Required task
Return each of the rows below word for word, with no changes.

Task inputs
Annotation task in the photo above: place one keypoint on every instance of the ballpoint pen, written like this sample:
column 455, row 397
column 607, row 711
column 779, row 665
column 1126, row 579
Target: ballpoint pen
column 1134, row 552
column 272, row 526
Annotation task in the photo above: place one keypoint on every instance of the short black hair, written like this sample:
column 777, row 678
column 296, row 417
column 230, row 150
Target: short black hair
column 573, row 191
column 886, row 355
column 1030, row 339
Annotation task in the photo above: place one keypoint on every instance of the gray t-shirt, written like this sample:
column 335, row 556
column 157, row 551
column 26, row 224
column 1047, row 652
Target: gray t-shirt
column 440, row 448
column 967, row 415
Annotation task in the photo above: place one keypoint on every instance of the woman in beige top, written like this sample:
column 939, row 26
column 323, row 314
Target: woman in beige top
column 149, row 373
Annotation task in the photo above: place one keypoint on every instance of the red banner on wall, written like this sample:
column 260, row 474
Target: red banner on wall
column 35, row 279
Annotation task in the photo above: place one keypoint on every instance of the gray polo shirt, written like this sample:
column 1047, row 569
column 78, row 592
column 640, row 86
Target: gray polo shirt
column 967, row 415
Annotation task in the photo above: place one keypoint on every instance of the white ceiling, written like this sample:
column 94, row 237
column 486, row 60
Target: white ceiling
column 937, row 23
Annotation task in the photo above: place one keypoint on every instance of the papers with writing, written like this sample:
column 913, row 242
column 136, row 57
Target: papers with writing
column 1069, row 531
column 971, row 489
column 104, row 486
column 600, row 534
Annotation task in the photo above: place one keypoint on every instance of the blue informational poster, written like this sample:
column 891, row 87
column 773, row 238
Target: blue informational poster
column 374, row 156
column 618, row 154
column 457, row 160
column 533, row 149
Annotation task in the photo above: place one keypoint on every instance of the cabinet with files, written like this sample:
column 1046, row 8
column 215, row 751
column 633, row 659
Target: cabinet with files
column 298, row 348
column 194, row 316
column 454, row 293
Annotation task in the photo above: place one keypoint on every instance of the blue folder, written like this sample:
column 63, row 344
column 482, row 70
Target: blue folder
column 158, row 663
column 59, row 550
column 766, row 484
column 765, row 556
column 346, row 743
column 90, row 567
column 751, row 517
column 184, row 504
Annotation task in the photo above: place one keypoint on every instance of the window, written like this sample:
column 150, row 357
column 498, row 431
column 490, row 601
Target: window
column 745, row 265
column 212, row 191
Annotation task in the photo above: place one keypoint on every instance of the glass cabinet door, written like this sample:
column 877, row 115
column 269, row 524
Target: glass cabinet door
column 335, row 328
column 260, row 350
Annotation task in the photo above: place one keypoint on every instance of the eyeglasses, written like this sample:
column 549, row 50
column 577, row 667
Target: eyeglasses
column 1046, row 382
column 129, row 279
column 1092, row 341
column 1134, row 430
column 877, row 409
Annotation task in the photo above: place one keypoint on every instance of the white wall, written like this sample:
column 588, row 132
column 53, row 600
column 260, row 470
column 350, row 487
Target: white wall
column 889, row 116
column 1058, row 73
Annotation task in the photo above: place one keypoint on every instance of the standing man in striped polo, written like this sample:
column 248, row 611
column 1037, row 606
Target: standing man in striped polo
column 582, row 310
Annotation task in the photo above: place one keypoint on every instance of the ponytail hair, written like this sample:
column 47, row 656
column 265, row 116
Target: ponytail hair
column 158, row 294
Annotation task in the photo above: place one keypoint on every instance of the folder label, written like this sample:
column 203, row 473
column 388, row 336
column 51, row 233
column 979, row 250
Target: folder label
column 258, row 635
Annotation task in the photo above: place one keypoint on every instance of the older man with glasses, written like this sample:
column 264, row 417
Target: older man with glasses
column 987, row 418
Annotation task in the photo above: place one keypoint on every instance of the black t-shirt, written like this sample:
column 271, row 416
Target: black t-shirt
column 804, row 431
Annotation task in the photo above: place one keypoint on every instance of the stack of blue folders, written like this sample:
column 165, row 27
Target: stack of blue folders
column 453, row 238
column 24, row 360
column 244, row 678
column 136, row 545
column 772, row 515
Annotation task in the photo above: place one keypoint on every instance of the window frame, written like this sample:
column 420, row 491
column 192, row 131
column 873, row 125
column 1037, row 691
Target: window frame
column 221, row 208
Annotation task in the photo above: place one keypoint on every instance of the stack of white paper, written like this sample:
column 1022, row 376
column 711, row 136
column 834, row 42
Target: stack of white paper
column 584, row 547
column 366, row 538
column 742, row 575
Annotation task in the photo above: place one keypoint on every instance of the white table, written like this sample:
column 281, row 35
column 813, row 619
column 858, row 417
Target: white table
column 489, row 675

Written response
Annotation task in the photo above: place one keypoint on every instance of the ballpoint pen, written like this sample:
column 455, row 397
column 607, row 711
column 779, row 665
column 1126, row 579
Target: ballpoint pen
column 1134, row 552
column 272, row 526
Annotation task in the photo above: place one keypoint on every instance of the short black hair, written like this sample:
column 777, row 678
column 296, row 417
column 230, row 150
Target: short black hair
column 573, row 191
column 886, row 355
column 1030, row 339
Annotation task in the photo above: place one keypoint on every instance of the gray t-shirt, written like this sample:
column 335, row 556
column 157, row 551
column 26, row 224
column 1047, row 652
Target: gray t-shirt
column 440, row 448
column 967, row 415
Annotation task in the photo above: place one keypoint on every instance of the woman in beige top, written like this sample:
column 939, row 26
column 323, row 314
Target: woman in beige top
column 149, row 373
Annotation task in the photo above: place one keypoint on every instance of the red banner on wall, written like this sample:
column 260, row 474
Target: red banner on wall
column 35, row 279
Annotation task in the photo above: place one keypoint on every instance of the gray polo shirt, written like this sample:
column 1047, row 569
column 78, row 592
column 640, row 86
Target: gray polo shirt
column 967, row 415
Annotation task in the photo above: place one keypoint on every instance of the white ceiling, written like this sample:
column 94, row 237
column 486, row 60
Target: white ceiling
column 937, row 23
Annotation task in the photo above: place one keypoint on every instance of the papers with writing, written like this sample:
column 913, row 242
column 136, row 57
Target: papers with writing
column 1069, row 531
column 971, row 489
column 104, row 486
column 600, row 534
Annotation task in the photo above: place one keypoint on every instance of the blue informational poster, written like this sample:
column 891, row 87
column 773, row 238
Target: blue informational poster
column 374, row 156
column 618, row 154
column 457, row 160
column 533, row 149
Annotation task in the photo above: place one keypoint on every instance of the cabinet with files, written like this sample:
column 1046, row 8
column 215, row 751
column 633, row 659
Target: cabinet with files
column 298, row 348
column 194, row 316
column 454, row 293
Annotation task in the photo above: place one keypoint on every instance of the blue folder, written like this sample:
column 63, row 344
column 482, row 70
Target: blue folder
column 158, row 663
column 59, row 550
column 766, row 484
column 765, row 556
column 346, row 743
column 90, row 567
column 751, row 517
column 184, row 504
Annotation task in the photo above: place one keypoint on every instance of the window, written like this sample:
column 150, row 357
column 498, row 431
column 490, row 601
Target: window
column 745, row 265
column 212, row 191
Annotation task in the photo above: place one keypoint on every instance of the glass cabinet door, written like this sample:
column 877, row 115
column 269, row 524
Target: glass cabinet door
column 335, row 328
column 260, row 350
Annotation task in the photo above: place one keypoint on every instance of the eyeglasses, written like this sample:
column 549, row 50
column 577, row 667
Target: eyeglasses
column 1046, row 382
column 129, row 279
column 1092, row 341
column 1134, row 430
column 877, row 409
Annotation task in the photo above: place one keypoint on every instance of the white wall, written like this sample:
column 588, row 132
column 53, row 600
column 260, row 470
column 350, row 487
Target: white wall
column 889, row 116
column 1058, row 73
Annotation task in the photo above: place one keypoint on every instance of the standing man in striped polo, written like this sample:
column 248, row 611
column 1037, row 606
Target: standing man in striped polo
column 582, row 310
Annotation task in the photo above: place one keypoint on every instance of the ponytail hair, written like this sample:
column 47, row 656
column 265, row 116
Target: ponytail hair
column 158, row 294
Annotation task in the photo above: place one keypoint on every instance of the folder label, written like this sample:
column 203, row 473
column 388, row 336
column 51, row 233
column 979, row 250
Target: folder label
column 258, row 635
Annotation task in the photo above: place one keypoint on every instance of the older man with glasses, written like this sample:
column 264, row 417
Target: older man with glasses
column 987, row 418
Annotation task in the photo above: place one keypoint on every instance of the black t-shirt, written like this sample:
column 271, row 416
Target: black t-shirt
column 804, row 431
Annotation task in the photo above: place one keypoint on every instance of the stack of blue folders, written like this sample:
column 165, row 27
Target: stack of blue folders
column 453, row 238
column 24, row 360
column 244, row 678
column 136, row 545
column 772, row 515
Annotation task in the photo above: place one keypoint on every instance of the window frame, written like this sample:
column 420, row 491
column 192, row 131
column 873, row 125
column 1037, row 691
Target: window frame
column 221, row 208
Annotation task in the photo above: place one keypoint on every instance of the stack of white paper, written like this sample:
column 1022, row 376
column 711, row 136
column 834, row 42
Target: stack of white paper
column 584, row 547
column 366, row 538
column 742, row 575
Annotation task in the photo above: place one keypoint on every instance of the white table, written like this sample:
column 281, row 35
column 813, row 619
column 858, row 417
Target: white table
column 489, row 675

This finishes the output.